» Set problem
Format all the items below as a Markdown table with two columns, No. and Line, giving each line its own numbered row and skipping blank lines. Leave the pictures out of the table.

» Data rows
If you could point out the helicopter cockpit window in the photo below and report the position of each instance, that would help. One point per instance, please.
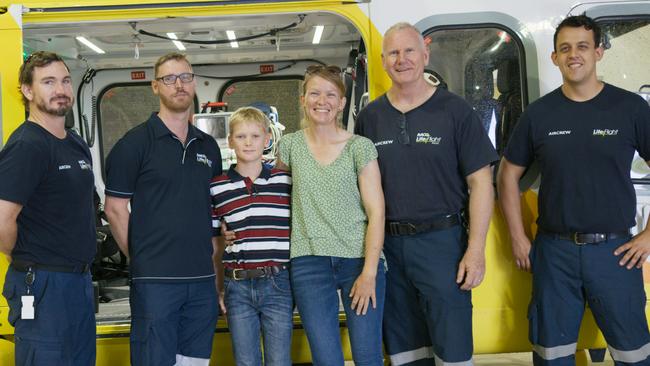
(626, 64)
(484, 65)
(283, 94)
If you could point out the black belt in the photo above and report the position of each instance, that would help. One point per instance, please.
(22, 266)
(408, 228)
(245, 274)
(587, 238)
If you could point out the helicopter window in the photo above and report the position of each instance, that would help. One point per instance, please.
(121, 107)
(281, 93)
(626, 64)
(484, 64)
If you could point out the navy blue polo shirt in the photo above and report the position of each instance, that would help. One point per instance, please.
(585, 152)
(426, 178)
(53, 180)
(168, 184)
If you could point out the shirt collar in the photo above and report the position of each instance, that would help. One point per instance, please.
(235, 176)
(161, 130)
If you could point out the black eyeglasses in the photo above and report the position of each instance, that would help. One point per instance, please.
(332, 69)
(403, 137)
(185, 77)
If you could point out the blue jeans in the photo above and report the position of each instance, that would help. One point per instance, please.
(260, 303)
(63, 330)
(315, 281)
(171, 320)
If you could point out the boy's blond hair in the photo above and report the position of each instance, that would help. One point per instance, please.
(249, 114)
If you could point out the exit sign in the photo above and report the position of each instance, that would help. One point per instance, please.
(267, 69)
(138, 75)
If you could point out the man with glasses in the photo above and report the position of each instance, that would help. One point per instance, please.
(163, 169)
(434, 157)
(47, 225)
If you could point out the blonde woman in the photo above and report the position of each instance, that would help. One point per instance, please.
(337, 227)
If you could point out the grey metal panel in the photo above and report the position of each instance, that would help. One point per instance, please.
(612, 9)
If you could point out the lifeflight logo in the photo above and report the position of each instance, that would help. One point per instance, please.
(425, 138)
(201, 158)
(604, 132)
(559, 133)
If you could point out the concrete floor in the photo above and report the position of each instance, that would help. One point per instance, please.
(521, 359)
(514, 359)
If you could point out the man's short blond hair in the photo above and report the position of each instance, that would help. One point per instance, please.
(250, 115)
(168, 57)
(401, 26)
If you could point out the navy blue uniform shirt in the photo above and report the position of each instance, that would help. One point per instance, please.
(53, 180)
(585, 152)
(170, 227)
(426, 178)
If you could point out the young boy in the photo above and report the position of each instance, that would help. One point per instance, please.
(253, 201)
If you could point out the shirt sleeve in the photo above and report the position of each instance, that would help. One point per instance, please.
(642, 126)
(122, 169)
(359, 123)
(217, 167)
(519, 150)
(475, 149)
(364, 152)
(216, 218)
(22, 167)
(284, 149)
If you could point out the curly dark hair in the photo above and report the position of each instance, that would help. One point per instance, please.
(36, 59)
(577, 21)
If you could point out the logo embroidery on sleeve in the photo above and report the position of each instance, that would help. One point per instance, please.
(604, 132)
(201, 158)
(426, 138)
(84, 165)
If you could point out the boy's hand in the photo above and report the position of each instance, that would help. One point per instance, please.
(228, 235)
(363, 294)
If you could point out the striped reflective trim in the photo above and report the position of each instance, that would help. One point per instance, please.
(440, 362)
(551, 353)
(403, 358)
(191, 361)
(632, 356)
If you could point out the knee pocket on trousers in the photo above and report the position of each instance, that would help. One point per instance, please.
(533, 323)
(30, 352)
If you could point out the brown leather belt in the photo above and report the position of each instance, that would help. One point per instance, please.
(238, 274)
(587, 238)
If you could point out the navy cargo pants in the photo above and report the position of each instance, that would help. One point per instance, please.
(62, 332)
(565, 277)
(427, 317)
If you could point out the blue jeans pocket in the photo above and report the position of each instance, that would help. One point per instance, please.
(281, 282)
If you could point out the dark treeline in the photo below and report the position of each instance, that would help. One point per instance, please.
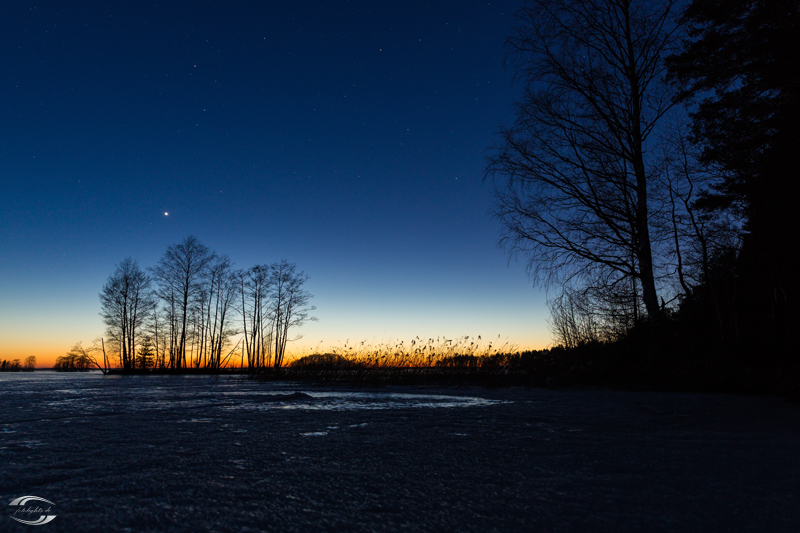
(16, 366)
(184, 312)
(649, 178)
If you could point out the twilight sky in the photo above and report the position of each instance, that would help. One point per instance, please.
(348, 137)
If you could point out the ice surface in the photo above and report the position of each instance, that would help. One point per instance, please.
(198, 453)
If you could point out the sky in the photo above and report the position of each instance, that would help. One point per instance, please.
(348, 137)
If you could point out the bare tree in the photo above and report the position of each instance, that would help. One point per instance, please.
(289, 305)
(572, 175)
(179, 275)
(126, 303)
(214, 304)
(254, 288)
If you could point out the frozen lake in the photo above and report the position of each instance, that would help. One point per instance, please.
(197, 453)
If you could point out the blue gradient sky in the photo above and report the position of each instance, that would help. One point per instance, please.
(347, 137)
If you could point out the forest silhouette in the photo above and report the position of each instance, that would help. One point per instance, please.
(648, 180)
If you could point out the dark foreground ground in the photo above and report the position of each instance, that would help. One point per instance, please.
(170, 453)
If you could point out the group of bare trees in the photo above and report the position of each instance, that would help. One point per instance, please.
(595, 182)
(187, 311)
(15, 366)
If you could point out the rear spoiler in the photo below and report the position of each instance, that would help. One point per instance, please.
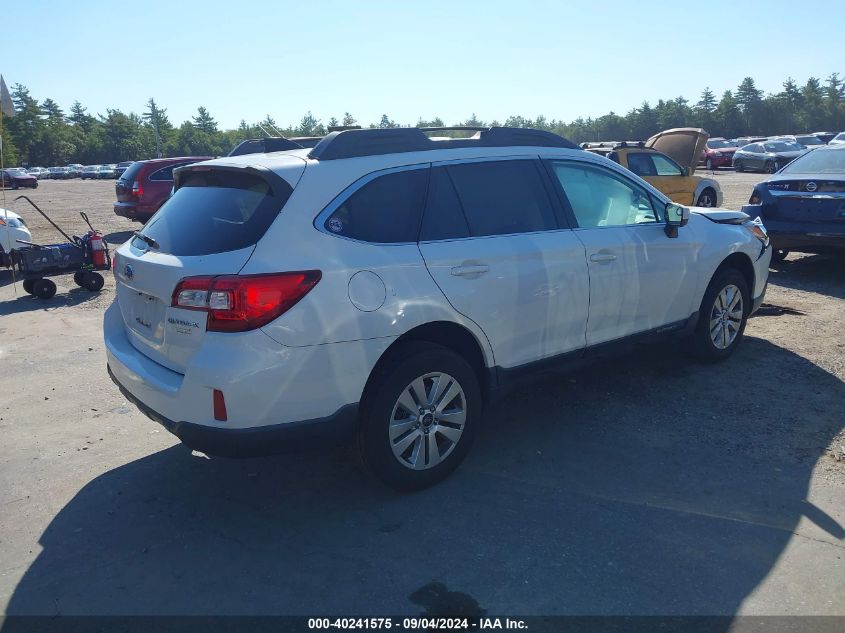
(281, 188)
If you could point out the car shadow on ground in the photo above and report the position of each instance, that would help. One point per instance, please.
(643, 485)
(19, 301)
(117, 238)
(824, 274)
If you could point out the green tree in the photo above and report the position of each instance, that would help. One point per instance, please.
(204, 122)
(310, 126)
(385, 122)
(156, 119)
(26, 128)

» Completed task
| No. | Line |
|---|---|
| 1 | If you could point out the helicopter cockpit window in the photo below and report the position of each instance, that would help. One point per instance, please. |
| 2 | (626, 64) |
| 3 | (484, 65) |
| 4 | (283, 94) |
| 5 | If you could point out the black belt in the photo above and report the position of each instance, that would help. One point per instance, please. |
| 6 | (22, 266) |
| 7 | (408, 228) |
| 8 | (245, 274) |
| 9 | (587, 238) |
| 10 | If you could point out the helicopter window in the photo above and report the position of each instance, that would help. One point per instance, please. |
| 11 | (121, 107) |
| 12 | (281, 93) |
| 13 | (626, 64) |
| 14 | (484, 64) |
| 15 | If you could point out the navy blue polo shirt in the photo above and report the position of each instance, that would help. One point per instance, please. |
| 16 | (585, 152) |
| 17 | (426, 178) |
| 18 | (53, 180) |
| 19 | (168, 184) |
| 20 | If you could point out the shirt collar in the photo above and report the position of each instance, that would help. One point per instance, please. |
| 21 | (235, 176) |
| 22 | (161, 130) |
| 23 | If you could point out the black eyeglasses in the photo above and report the position of each instance, that would help. One point per instance, please. |
| 24 | (332, 69) |
| 25 | (403, 137) |
| 26 | (185, 77) |
| 27 | If you could point out the blue jeans in the photo above and report the position of each instance, that would help. One point per instance, please. |
| 28 | (260, 303) |
| 29 | (63, 330) |
| 30 | (315, 281) |
| 31 | (171, 320) |
| 32 | If you could point out the boy's blond hair in the photo above and report the position of each instance, that would help. One point per instance, please. |
| 33 | (249, 114) |
| 34 | If you could point out the exit sign in the photo above and report the position of each instance, that would help. One point per instance, please. |
| 35 | (267, 69) |
| 36 | (138, 75) |
| 37 | If you could point out the man with glasses in the photo above and report the position of each instance, that would help. One point per instance, please. |
| 38 | (163, 169) |
| 39 | (434, 157) |
| 40 | (47, 225) |
| 41 | If you could point out the blonde woman in the photo above and report the position of each instance, that would help. One point per instance, please. |
| 42 | (337, 227) |
| 43 | If you could point out the grey metal panel in the photo above and report the position of each instance, that would help. One point per instance, please. |
| 44 | (612, 9) |
| 45 | If you could point out the lifeflight logo in the photo above and report the position of each instance, that would help. One point per instance, please. |
| 46 | (425, 138) |
| 47 | (201, 158) |
| 48 | (604, 132) |
| 49 | (559, 133) |
| 50 | If you could point out the concrete floor in the photo above and report the position of each instance, that would help. One point per instance, please. |
| 51 | (521, 359) |
| 52 | (514, 359) |
| 53 | If you could point out the man's short blond hair in the photo above and report the position of each instance, that would help. One point per instance, please. |
| 54 | (250, 115) |
| 55 | (168, 57) |
| 56 | (401, 26) |
| 57 | If you could point out the navy blue uniform shirt in the photo above and report the position of each instance, that would help. One point per instance, please. |
| 58 | (53, 180) |
| 59 | (585, 152) |
| 60 | (170, 227) |
| 61 | (426, 178) |
| 62 | If you could point out the young boy in the photo above and report the position of each instance, that would help. One point per instance, please. |
| 63 | (253, 201) |
| 64 | If you could point out the shirt sleeve in the photo above and report the position of each instance, that would help. One point per instance, please. |
| 65 | (642, 126) |
| 66 | (122, 169) |
| 67 | (359, 123) |
| 68 | (217, 167) |
| 69 | (519, 150) |
| 70 | (475, 149) |
| 71 | (364, 152) |
| 72 | (216, 218) |
| 73 | (22, 167) |
| 74 | (284, 149) |
| 75 | If you could point out the curly dark hair in the photo above and report the position of each instance, that would help. One point per instance, please. |
| 76 | (36, 59) |
| 77 | (577, 21) |
| 78 | If you could point out the logo embroidery on sleeve in the photo above and report the position of each instance, that would help. One point per instance, please. |
| 79 | (604, 132) |
| 80 | (201, 158) |
| 81 | (426, 138) |
| 82 | (84, 165) |
| 83 | If you could point out the boy's hand in the photo above and report the position of each instance, that would help. One point per instance, please. |
| 84 | (228, 235) |
| 85 | (363, 294) |
| 86 | If you could point out the striped reflective trim in the photo above and report the position of each instance, that would help. One point per instance, please. |
| 87 | (440, 362) |
| 88 | (551, 353) |
| 89 | (403, 358) |
| 90 | (191, 361) |
| 91 | (632, 356) |
| 92 | If you could point out the knee pocket on trousers in the photo above and report the position of each instance, that would help. One point per instance, please. |
| 93 | (533, 323) |
| 94 | (30, 352) |
| 95 | If you could point out the brown leather belt in the photo above and report the position of each instance, that would help. One point per instance, please. |
| 96 | (238, 274) |
| 97 | (587, 238) |
| 98 | If you could point out the navy cargo pants in the photo above and report the position of each instance, that would help. One point per instance, please. |
| 99 | (62, 332) |
| 100 | (565, 277) |
| 101 | (427, 317) |
| 102 | If you could point out the blue jeans pocket in the photo above and report the position of each instance, that would help. One point per instance, please. |
| 103 | (281, 282) |
| 104 | If you could point out the dark treeline in the photo below and report the position of each instance, that would help. One point per instance, please. |
| 105 | (16, 366) |
| 106 | (184, 312) |
| 107 | (649, 178) |
| 108 | If you could point out the twilight sky in the photo above and report the position of each instance, that would help. One point per instance, please. |
| 109 | (348, 137) |
| 110 | If you could point out the ice surface in the photo above and report the position of each instance, that would help. One point per instance, please. |
| 111 | (198, 453) |
| 112 | If you could point out the sky in the photo above and report the position of each instance, that would help. One point per instance, please. |
| 113 | (348, 137) |
| 114 | If you could point out the bare tree in the photo above and report the position of each instance, that would help. One point per instance, please. |
| 115 | (289, 305) |
| 116 | (572, 175) |
| 117 | (179, 275) |
| 118 | (126, 303) |
| 119 | (214, 304) |
| 120 | (254, 288) |
| 121 | If you could point out the frozen lake in the photo above and report the position of each instance, that would help. One point per instance, please. |
| 122 | (197, 453) |
| 123 | If you could point out the blue gradient sky in the photo above and report the position of each instance, that would help. One point per instance, please. |
| 124 | (347, 137) |
| 125 | If you could point out the forest silhouette in the photo above and report the position of each instance, that would help. One point per instance, please. |
| 126 | (648, 180) |
| 127 | If you could point out the dark foreground ground in the photo above and report the position of each instance, that would help. One point per instance, please. |
| 128 | (170, 453) |
| 129 | If you could point out the group of bare trees in the photo above and report the position of each instance, that would help. One point per instance, please. |
| 130 | (595, 182) |
| 131 | (187, 311) |
| 132 | (15, 366) |
| 133 | If you could point out the rear spoiler in the photo below and report the position of each instance, that would help. One point per instance, please. |
| 134 | (281, 188) |
| 135 | If you could point out the car shadow on ground in the photo above and report the position of each instance, that would help. One point per instance, please. |
| 136 | (643, 485) |
| 137 | (19, 301) |
| 138 | (117, 238) |
| 139 | (824, 274) |
| 140 | If you could point out the green tree in the photo above and report the position of each instance, that would help. One point per instance, please. |
| 141 | (204, 122) |
| 142 | (310, 126) |
| 143 | (385, 122) |
| 144 | (156, 119) |
| 145 | (26, 128) |